▸ **Region pointing data**
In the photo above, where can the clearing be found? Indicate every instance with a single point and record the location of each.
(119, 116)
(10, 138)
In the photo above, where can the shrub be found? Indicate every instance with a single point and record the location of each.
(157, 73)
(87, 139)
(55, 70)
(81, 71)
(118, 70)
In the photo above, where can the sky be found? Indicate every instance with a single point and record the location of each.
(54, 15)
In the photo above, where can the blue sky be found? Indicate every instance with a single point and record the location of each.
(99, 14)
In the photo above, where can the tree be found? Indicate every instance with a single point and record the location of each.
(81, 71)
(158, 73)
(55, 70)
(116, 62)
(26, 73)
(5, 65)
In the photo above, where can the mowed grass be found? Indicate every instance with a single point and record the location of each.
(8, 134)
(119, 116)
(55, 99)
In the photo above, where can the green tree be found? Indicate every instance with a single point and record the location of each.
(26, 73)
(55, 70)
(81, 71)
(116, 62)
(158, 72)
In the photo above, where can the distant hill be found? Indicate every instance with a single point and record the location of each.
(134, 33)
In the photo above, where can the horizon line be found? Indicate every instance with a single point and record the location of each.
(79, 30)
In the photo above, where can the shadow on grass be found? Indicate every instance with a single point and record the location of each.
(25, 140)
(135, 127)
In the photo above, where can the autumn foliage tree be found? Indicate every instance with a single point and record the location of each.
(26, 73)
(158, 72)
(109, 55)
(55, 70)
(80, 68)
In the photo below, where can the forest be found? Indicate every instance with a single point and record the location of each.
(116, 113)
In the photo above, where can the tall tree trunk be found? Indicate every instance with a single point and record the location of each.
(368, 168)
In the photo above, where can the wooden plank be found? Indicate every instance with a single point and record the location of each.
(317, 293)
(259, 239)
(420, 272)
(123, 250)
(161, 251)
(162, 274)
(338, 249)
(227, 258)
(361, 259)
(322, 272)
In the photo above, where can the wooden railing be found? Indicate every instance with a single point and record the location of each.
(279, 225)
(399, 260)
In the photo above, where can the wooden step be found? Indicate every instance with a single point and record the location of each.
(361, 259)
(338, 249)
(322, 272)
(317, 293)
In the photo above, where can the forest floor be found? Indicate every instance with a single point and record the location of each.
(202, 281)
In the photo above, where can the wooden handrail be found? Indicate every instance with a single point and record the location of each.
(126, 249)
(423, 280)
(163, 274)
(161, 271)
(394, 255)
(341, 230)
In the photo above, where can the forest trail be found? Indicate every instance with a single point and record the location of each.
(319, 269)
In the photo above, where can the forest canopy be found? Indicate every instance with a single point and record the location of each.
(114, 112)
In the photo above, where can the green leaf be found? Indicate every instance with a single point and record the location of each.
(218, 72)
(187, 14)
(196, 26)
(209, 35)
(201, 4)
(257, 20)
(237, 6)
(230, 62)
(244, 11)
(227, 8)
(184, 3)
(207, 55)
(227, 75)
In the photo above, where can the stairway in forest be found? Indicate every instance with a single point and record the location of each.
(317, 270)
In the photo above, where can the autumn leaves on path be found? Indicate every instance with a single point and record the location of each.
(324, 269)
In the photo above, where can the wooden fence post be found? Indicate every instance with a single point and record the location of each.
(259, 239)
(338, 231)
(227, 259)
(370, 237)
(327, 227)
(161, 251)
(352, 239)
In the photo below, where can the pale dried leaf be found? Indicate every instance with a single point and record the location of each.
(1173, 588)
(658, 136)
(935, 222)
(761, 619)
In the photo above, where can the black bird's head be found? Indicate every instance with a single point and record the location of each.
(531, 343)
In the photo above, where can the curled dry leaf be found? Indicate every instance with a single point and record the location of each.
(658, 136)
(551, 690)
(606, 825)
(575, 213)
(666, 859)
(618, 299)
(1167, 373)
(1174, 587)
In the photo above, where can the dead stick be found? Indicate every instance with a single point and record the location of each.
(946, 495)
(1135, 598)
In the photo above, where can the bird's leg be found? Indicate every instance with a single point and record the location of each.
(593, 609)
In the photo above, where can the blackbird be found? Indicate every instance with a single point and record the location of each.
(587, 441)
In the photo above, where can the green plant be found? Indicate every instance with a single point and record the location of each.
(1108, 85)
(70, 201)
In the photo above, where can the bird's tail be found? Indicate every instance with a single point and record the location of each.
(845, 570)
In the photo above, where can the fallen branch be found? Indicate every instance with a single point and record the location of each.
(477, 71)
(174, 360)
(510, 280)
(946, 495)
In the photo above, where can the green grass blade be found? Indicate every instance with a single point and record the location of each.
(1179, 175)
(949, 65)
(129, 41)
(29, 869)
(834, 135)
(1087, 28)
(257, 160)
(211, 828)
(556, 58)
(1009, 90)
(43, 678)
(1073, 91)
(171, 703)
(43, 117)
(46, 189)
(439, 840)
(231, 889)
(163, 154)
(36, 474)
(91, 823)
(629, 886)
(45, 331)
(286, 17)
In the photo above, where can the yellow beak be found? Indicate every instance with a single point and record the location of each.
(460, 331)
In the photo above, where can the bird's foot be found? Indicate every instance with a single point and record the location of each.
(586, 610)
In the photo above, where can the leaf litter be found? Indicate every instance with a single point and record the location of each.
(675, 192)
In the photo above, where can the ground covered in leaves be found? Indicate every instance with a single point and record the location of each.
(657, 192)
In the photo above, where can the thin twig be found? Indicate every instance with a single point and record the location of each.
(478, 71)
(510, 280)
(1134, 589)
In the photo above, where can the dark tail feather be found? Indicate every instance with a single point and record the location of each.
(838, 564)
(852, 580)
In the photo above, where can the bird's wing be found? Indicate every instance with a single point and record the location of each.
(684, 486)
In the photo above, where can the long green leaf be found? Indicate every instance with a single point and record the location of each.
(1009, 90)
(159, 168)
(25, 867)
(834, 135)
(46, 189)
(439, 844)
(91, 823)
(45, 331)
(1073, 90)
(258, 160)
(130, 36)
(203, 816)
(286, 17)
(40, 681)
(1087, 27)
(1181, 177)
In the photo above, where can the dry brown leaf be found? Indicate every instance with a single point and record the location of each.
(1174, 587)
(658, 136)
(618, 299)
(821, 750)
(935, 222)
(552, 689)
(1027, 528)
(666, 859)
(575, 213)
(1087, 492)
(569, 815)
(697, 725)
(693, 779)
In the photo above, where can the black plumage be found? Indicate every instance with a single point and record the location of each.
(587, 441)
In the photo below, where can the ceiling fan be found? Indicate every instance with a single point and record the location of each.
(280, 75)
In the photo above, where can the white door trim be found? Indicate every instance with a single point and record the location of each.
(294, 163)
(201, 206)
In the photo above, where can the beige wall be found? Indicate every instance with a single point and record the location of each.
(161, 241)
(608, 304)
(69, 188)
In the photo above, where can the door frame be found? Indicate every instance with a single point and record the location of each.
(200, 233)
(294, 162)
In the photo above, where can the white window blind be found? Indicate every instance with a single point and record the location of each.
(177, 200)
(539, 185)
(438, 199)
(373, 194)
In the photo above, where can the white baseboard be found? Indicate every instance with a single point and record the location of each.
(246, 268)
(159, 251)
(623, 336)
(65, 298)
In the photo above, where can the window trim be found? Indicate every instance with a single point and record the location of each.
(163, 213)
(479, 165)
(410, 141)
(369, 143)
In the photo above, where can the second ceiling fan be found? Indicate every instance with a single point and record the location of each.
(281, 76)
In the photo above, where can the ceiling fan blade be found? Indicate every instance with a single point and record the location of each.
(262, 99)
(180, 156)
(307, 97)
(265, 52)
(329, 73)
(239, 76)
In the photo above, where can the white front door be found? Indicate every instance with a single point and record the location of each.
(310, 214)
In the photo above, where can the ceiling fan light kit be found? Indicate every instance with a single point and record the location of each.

▸ **Problem statement**
All records above need to be set down again exactly as written.

▸ **Completed task**
In the photo above, where can the clearing be found? Indicate every instance with a single point and record the location of each.
(119, 116)
(10, 138)
In the photo above, where can the shrub be found? Indicate every instance with a single point and record the location of each.
(157, 73)
(87, 139)
(55, 70)
(81, 71)
(118, 70)
In the photo above, where can the sky be found? Indicate every instance with a single point and record the location of each.
(54, 15)
In the photo above, where can the blue sky be found? Indicate every instance with a single point and record the location of each.
(99, 14)
In the photo above, where can the tree be found? Indicate every instance with a single point and record the location of each.
(81, 71)
(158, 73)
(55, 70)
(116, 62)
(26, 73)
(5, 65)
In the photo above, where can the mowed grass be found? Indicate every instance with a single point and record the location of each.
(8, 134)
(119, 116)
(55, 99)
In the photo above, where can the green tree be found? Indicate every instance with a single point and record the location of each.
(26, 73)
(55, 70)
(81, 71)
(116, 62)
(158, 72)
In the photo above, where can the distant hill be found? Indicate every instance with a single point and record the location of each.
(134, 33)
In the photo above, where can the horizon line be found? Indicate every instance with a single point and record the location of each.
(79, 30)
In the photo above, where can the shadow on grass be found? Indicate every instance with a single point and record the location of each.
(25, 140)
(135, 127)
In the photo above, where can the autumn foliage tree be found? Indicate every instance with a single point and record the location of each.
(26, 73)
(158, 72)
(109, 55)
(55, 70)
(80, 68)
In the photo below, where can the forest be found? Indicate every instance with a single point and record the location of each.
(116, 113)
In the photo above, where can the tall tree trunk be found? Indicate every instance with a single point and record the location of each.
(368, 168)
In the photo above, where can the wooden plank be found? Indicate every instance with a single point and record the location of each.
(317, 293)
(259, 239)
(420, 272)
(123, 250)
(161, 251)
(162, 274)
(338, 249)
(227, 258)
(361, 259)
(322, 272)
In the photo above, where can the wooden railing be found? Indicate every instance with a single point and record the location of each.
(279, 225)
(399, 260)
In the photo above, where can the wooden step be found? Indicate every instance with a single point and record the location of each.
(361, 259)
(338, 249)
(322, 272)
(317, 293)
In the photo above, where can the forest floor be found? Indicate every instance with a single point and record the location of each.
(202, 281)
In the photo above, where can the wooden handrail be found? Indicate every instance with a single point and record the location of each.
(126, 249)
(423, 280)
(163, 274)
(161, 271)
(394, 255)
(341, 230)
In the photo above, where can the forest trail be found? Indicate every instance with a single point and record the location of each.
(319, 269)
In the photo above, where can the forest canopy be found? Indicate every instance with a single point and record the location of each.
(114, 112)
In the photo above, where can the green leaf be found? Indicate every instance with a single point and record the location of each.
(218, 72)
(187, 14)
(196, 26)
(209, 35)
(201, 4)
(257, 20)
(237, 6)
(230, 62)
(244, 11)
(227, 8)
(184, 3)
(207, 55)
(227, 75)
In the photo above, where can the stairway in forest be found? Indicate every instance with a single point and record the location of each.
(317, 270)
In the photo above, where can the autumn leaves on path be found? Indicate every instance with a single point and record the location of each.
(324, 269)
In the photo above, where can the wooden fence post be found? Indicate every instance with a single point and record the location of each.
(259, 239)
(338, 231)
(227, 259)
(370, 237)
(327, 227)
(161, 251)
(352, 239)
In the photo below, where can the pale dried leaf be found? Indicate every instance with a single point and record the location of each.
(1173, 588)
(658, 136)
(935, 222)
(761, 619)
In the photo above, where can the black bird's head be found? Indicate every instance with a single point and record the location of each.
(531, 343)
In the photo above, where can the curled dry leaf be found? Indicate every instance with a single point and record the location of each.
(658, 136)
(551, 690)
(606, 825)
(575, 213)
(666, 859)
(618, 299)
(1167, 373)
(1174, 587)
In the photo above, where can the dead stick be found? Indicate every instance with a single point and record the location of each.
(946, 495)
(1135, 598)
In the photo above, where can the bird's leg be found? Indicate every instance with a single point and record the location of each.
(593, 609)
In the photo above, where can the blackbird be found? Indicate every instance with a single point and record the location of each.
(587, 441)
In the photo above, where can the green plant be found? Indicate every instance with a single point and record the location of each.
(1108, 85)
(70, 201)
In the photo above, where can the bird's tail be found? Indicate every instance with a single point and record the location of each.
(845, 570)
In the photo above, where can the fallen branch be found? Indicate every instance with a single point and record the location of each.
(477, 71)
(174, 360)
(510, 280)
(946, 495)
In the photo above, where can the green grass blade be found? Indicate every instance with a single point and record the location of each.
(1179, 175)
(949, 65)
(129, 41)
(29, 869)
(834, 135)
(1087, 28)
(257, 160)
(211, 828)
(556, 58)
(1009, 90)
(43, 678)
(1073, 91)
(171, 703)
(43, 117)
(46, 189)
(439, 840)
(231, 889)
(163, 154)
(36, 474)
(91, 823)
(629, 886)
(45, 331)
(286, 17)
In the photo above, where can the yellow beak be found? Indicate every instance with a single point and record the location of each.
(460, 331)
In the photo above, where can the bird's foot be found? Indicate every instance with a single point and record the location of each.
(586, 610)
In the photo above, where can the leaf litter be found? Indicate every instance with a single point and record the location of each.
(675, 192)
In the photo above, where can the ground covered in leaves be found? Indicate every instance with a single point and record the location of each.
(657, 192)
In the photo above, where can the thin twig be found? Indicate every instance with a single point and record the location of each.
(478, 71)
(510, 280)
(1134, 589)
In the photo above, where can the dark tail feather be found? Indicate every instance with a single point and record the location of each.
(838, 564)
(852, 580)
In the photo above, where can the bird's wing be found? Indicate every instance with a single point and record the location of each.
(684, 486)
In the photo above, where can the long green leaf be found? Indicate every instance with a single point and record the location of each.
(1009, 90)
(159, 168)
(25, 867)
(834, 135)
(46, 189)
(439, 844)
(91, 823)
(45, 331)
(1073, 90)
(258, 160)
(130, 36)
(203, 816)
(286, 17)
(40, 681)
(1087, 27)
(1181, 177)
In the photo above, where can the dry brown leaf be found? Indicate every instance with a single point and record the location of each.
(1174, 587)
(658, 136)
(618, 299)
(821, 750)
(935, 222)
(552, 689)
(1027, 528)
(666, 859)
(575, 213)
(1087, 492)
(569, 815)
(697, 725)
(693, 779)
In the photo above, where can the black plumage be found? Indicate every instance with a single point and record the location of each.
(587, 441)
In the photo below, where can the ceiling fan be found? Indicate every instance with a single point and record the location of each.
(280, 75)
In the photo above, where can the white door trim be found? Indicate every instance with a single point and record the location of each.
(294, 163)
(201, 206)
In the photo above, where can the beige wall be found? Indicate every instance with a single point and record the location of each.
(161, 241)
(608, 304)
(69, 188)
In the photo above, where can the door frame be found? Indicate every instance with a single point and record the location of each.
(200, 233)
(294, 162)
In the photo above, where can the white window blind be found? Indicate every instance with a single point and record the location of each.
(177, 200)
(539, 185)
(438, 199)
(373, 194)
In the photo above, where can the white baseboard be found? Indicate every instance with a single point and record the location of each.
(246, 268)
(159, 251)
(623, 336)
(65, 298)
In the photo above, where can the window trim be found? Indicate every instance with a single point and record the location of each.
(163, 213)
(479, 165)
(410, 141)
(369, 143)
In the photo above, where can the second ceiling fan be found? Indicate every instance with a single point and record the location of each.
(281, 76)
In the photo above, where can the ceiling fan blade be found? Indicate every instance with a single point and record the location of each.
(262, 99)
(180, 156)
(307, 97)
(265, 52)
(329, 73)
(239, 76)
In the photo above, where can the white front door be found? Indicate every instance with a single point and record the location of each.
(310, 214)
In the photo above, where can the ceiling fan light kit be found? Indicate every instance with a single point and record the location of each.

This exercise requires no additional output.